▶ Stated problem:
Copy the rows below line for line, without altering any character. Leave the pictures out of your copy.

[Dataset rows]
#####
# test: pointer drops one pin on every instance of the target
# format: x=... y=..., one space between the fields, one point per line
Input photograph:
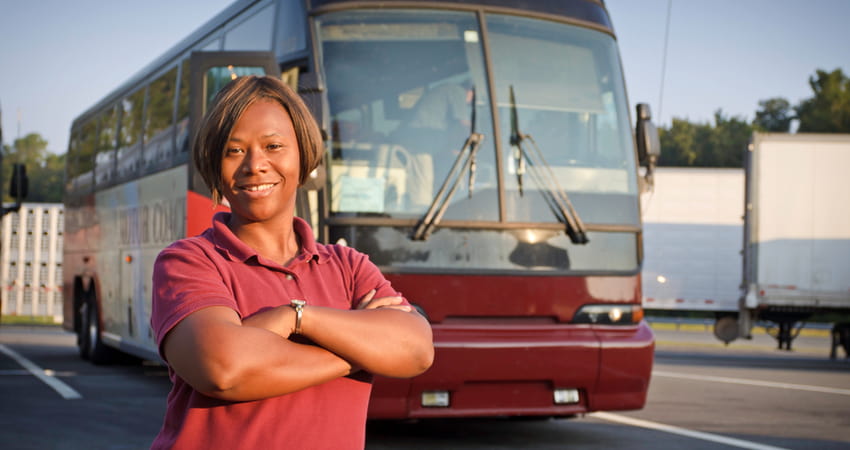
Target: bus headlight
x=617 y=314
#####
▶ Worked answer:
# test: pointer drops one pin on every instance of the target
# format: x=... y=..., one space between the fields, one point per line
Input photograph:
Target: bus headlight
x=617 y=314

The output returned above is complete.